— BEGIN —
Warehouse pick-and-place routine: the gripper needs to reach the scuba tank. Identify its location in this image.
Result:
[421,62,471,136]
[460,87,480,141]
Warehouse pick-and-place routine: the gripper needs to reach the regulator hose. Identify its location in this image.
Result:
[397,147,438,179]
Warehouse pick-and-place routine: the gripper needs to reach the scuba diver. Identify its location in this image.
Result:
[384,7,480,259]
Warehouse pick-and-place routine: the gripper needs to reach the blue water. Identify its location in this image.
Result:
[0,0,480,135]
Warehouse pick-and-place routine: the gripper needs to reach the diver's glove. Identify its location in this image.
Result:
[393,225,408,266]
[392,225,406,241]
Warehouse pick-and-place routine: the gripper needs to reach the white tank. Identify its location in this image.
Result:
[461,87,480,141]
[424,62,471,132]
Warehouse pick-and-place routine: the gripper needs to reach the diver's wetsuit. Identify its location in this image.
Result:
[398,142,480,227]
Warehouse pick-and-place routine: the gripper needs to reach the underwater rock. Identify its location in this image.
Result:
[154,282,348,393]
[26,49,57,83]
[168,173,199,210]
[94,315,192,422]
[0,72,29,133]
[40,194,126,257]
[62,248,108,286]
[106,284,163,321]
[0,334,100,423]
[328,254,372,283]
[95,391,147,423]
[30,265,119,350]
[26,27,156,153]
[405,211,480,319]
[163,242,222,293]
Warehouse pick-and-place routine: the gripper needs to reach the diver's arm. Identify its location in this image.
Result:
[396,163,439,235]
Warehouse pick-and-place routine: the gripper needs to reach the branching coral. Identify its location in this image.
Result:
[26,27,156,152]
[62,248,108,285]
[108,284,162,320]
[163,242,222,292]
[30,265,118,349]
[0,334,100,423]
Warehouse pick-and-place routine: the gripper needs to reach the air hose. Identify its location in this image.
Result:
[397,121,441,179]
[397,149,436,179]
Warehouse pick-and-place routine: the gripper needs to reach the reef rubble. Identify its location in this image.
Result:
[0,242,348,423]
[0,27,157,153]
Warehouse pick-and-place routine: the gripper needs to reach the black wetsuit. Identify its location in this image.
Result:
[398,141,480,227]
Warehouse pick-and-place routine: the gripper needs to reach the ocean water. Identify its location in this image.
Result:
— END —
WHAT TO PRODUCE:
Reproduce all of the material above word for word.

FINISHED ANSWER:
Warehouse pick-and-place routine: the gripper needs to reach the scuba tank. Identify its location in this image.
Result:
[421,62,471,136]
[460,87,480,141]
Warehouse pick-and-place routine: the gripper needs to reach the regulator hose. Identify its location in this image.
Result:
[397,147,438,179]
Warehouse pick-and-place routine: the gripper needs to reach the scuba diver. Identify its location in this image.
Result:
[384,7,480,259]
Warehouse pick-and-place routine: the gripper needs to reach the blue water. Identify its location in this image.
Result:
[0,0,480,135]
Warehouse pick-and-place routine: the gripper needs to reach the diver's glove. Identify its location in this image.
Result:
[393,225,408,266]
[392,225,406,241]
Warehouse pick-and-place routine: the gripper needs to reach the white tank. Identify its location in this image.
Result:
[461,87,480,141]
[424,62,471,132]
Warehouse pick-and-place routine: the gripper needs to reach the diver's wetsuit. Identify its location in this image.
Result:
[398,142,480,227]
Warehouse pick-and-place routine: the gripper needs to reach the underwater rock. Identify its location in this image.
Result:
[154,282,348,393]
[26,49,57,83]
[168,173,199,210]
[94,315,192,422]
[0,72,29,133]
[40,194,126,257]
[62,248,108,286]
[106,284,163,321]
[0,334,100,423]
[328,254,372,283]
[95,391,147,423]
[30,265,119,350]
[26,27,156,153]
[405,211,480,319]
[163,242,222,293]
Warehouse pick-and-place routine: the gripper needs to reach the diver's arm. Identify its location in this image.
Result:
[396,163,439,235]
Warehouse pick-and-place routine: the gripper needs to reach the branching coral. Identify its location in this image.
Result:
[26,27,156,152]
[62,248,108,285]
[108,284,162,320]
[163,242,222,292]
[30,265,118,349]
[0,334,100,423]
Warehouse pick-and-place routine: the gripper needs to reach the air hose. Identify its location in this image.
Result:
[397,121,441,179]
[397,149,436,179]
Warehouse pick-and-place routine: the gripper needs to reach the reef rubble. Identify its location in this image.
Result:
[0,242,348,423]
[0,27,157,153]
Warehouse pick-and-place routine: the gripper needs to reach the black wetsuit. Identify its location in this image.
Result:
[398,141,480,227]
Warehouse pick-and-place routine: the gripper needs to reach the ocean water. Identify its location in this image.
Result:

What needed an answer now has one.